(Excerpts from a location annotation dataset)
*****

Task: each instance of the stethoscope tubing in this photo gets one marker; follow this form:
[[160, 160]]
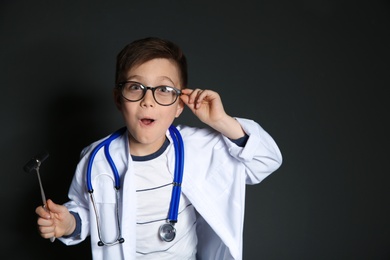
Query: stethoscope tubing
[[178, 172], [106, 145]]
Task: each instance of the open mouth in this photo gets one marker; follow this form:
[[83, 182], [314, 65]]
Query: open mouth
[[147, 121]]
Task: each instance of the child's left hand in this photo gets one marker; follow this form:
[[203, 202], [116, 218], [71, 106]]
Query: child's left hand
[[205, 104]]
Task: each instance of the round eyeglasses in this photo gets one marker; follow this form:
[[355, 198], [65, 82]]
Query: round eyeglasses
[[134, 91]]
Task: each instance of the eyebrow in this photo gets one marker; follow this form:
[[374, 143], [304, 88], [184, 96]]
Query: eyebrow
[[138, 77]]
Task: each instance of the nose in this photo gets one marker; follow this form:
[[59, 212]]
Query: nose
[[148, 99]]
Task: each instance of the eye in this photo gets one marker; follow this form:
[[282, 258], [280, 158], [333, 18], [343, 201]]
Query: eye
[[133, 86], [165, 89]]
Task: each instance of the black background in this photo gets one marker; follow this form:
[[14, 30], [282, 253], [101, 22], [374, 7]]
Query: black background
[[314, 74]]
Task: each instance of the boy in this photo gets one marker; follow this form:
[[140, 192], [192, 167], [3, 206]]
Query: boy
[[133, 220]]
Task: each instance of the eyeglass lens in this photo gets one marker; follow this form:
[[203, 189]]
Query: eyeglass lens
[[163, 95]]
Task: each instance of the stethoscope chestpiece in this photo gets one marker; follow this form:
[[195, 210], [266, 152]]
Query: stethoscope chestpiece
[[167, 232]]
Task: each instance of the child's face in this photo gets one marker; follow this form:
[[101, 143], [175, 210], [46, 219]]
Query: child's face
[[147, 121]]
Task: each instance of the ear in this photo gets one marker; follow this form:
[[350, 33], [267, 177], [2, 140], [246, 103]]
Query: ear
[[117, 98], [179, 108]]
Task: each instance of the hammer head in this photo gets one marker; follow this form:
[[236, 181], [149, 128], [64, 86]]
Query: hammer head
[[34, 162]]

*****

Please copy out the entire listing above word for word, omitting the pictures.

Task: each instance of the stethoscope tubing in this photo gets one marker; follow this form:
[[160, 160]]
Query: stethoscope tubing
[[178, 172], [106, 145]]
Task: each instance of the open mouth in this photo gets one marker; follow this form:
[[83, 182], [314, 65]]
Query: open mouth
[[147, 121]]
Task: each instance of the child's left hand in this photo gets one marker; follow this form:
[[203, 202], [116, 218], [71, 106]]
Query: child's left hand
[[205, 104]]
Task: each instance of the round eyeglasses in this photo gets one marker; follow this form:
[[355, 198], [65, 82]]
Query: round eyeglasses
[[134, 91]]
Task: each instance of the eyebrow in this photo gets one marker; follow this form:
[[374, 143], [304, 88], [184, 96]]
Query: eyebrow
[[138, 77]]
Task: each instance of the nose in this photo gets one marker; follow this form:
[[59, 212]]
Query: nose
[[148, 99]]
Task: each instance of the eye in this photo gets one marker; follow this form:
[[282, 258], [280, 158], [333, 18], [343, 201]]
Query: eye
[[133, 86], [165, 89]]
Task: each instance of the black background in this photo gets one marker; follow this form:
[[14, 30], [282, 253], [101, 22], [374, 7]]
Query: black background
[[314, 74]]
Task: each instance of the boy in this photo gets one marker; follow this form:
[[140, 192], [192, 167], [3, 206]]
Query: boy
[[133, 220]]
Task: each instance of the eyeglass lens in this photo gets one marker; follow this form:
[[203, 189]]
Query: eyeglass lens
[[163, 95]]
Task: each instance of the stethoscope chestpiece in this photo gets one marker; follow this form:
[[195, 210], [266, 152]]
Query: stethoscope chestpiece
[[167, 232]]
Task: each instance of the child's face in this photo gets one marker; follow this form:
[[101, 143], [175, 210], [46, 219]]
Query: child's face
[[147, 121]]
Task: each instance of the ear in this photo gets one marker; follow this form:
[[350, 33], [267, 177], [2, 140], [246, 103]]
Query: ear
[[117, 98], [179, 108]]
Task: each instance of the hammer head in this photo gets one marker; follow this form:
[[236, 181], [149, 128], [64, 86]]
Query: hammer head
[[34, 162]]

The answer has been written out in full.